**REQUIREMENTS**
(a) In the forum post on player experience, which line is said to have proven the team's best this year?
(b) Translate this sentence from the forum post on player experience into Spanish: "Sloane started well last year and went downhill fast and was a liability."

**SUPPLIED PASSAGE**
'''

Experienced players aren’t immune to making mistakes, it gets worse when the games gone past them. Sloane started well last year and went downhill fast and was a liability.

Does Murphy’s experience whilst he stinks it up get us anywhere?

Nicks changed our game plan because he didn’t trust our young defence and wanted to protect them, he didn’t believe we could defend our attacking play. That cost us and our young defence has proven to be our best line this year given the level of inside 50s.
Murphy a case in point on picking a player who is "experienced", but actually performs no better than someone with a handful of games.

What does experience achieve in that scenario other than wasting games and time when we could be getting someone with upside to 100 games and be in our good experienced group later on.
 
I think the reasonable argument in favour of experience is not 'pick all the players with the most games played', it is that experience is a valuable trait in the context of a team that lacks it, when they also have talented and inexperienced players.

So the case in point would not be 'let's drop Rankine for Murphy because Murphy is more experienced', it would be having Murphy in the team over a debutant in his role that may or may not be better (i.e. not someone who is a generational talent we are leaving in the SANFL or something). So basically the perennial complaint on this board that we include experienced players of modest quality in the side instead of throwing a block of games at every young player on the list to see if they might be better.

'''

**RECORDS**
'''

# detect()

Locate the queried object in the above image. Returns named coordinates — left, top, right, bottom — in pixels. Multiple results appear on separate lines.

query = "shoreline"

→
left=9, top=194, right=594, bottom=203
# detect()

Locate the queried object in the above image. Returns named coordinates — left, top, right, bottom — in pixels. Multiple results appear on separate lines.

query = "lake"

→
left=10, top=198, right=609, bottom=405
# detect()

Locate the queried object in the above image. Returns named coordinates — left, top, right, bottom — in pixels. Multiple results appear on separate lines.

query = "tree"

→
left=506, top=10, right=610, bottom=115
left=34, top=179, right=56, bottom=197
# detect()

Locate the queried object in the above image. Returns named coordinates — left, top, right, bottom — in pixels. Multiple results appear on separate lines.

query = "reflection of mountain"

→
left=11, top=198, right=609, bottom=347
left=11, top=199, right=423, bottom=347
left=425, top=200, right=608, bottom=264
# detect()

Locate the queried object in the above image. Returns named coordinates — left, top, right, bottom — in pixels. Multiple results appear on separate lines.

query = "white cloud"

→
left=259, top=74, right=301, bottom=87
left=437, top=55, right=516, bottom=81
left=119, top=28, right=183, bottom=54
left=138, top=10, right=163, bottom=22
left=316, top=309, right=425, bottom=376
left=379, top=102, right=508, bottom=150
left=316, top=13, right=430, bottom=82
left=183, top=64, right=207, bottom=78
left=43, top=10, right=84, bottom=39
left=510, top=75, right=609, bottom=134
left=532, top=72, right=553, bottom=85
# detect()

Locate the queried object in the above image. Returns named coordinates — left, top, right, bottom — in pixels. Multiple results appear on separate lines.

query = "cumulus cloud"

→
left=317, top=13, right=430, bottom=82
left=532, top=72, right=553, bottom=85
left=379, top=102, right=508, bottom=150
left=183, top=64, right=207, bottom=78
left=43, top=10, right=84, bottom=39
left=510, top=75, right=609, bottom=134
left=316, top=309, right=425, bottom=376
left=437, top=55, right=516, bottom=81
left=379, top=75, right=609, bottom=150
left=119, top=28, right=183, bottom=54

'''

**ANSWER LIST**
(a) The young defence.

(b) Sloane empezó bien el año pasado, decayó rápidamente y fue un lastre.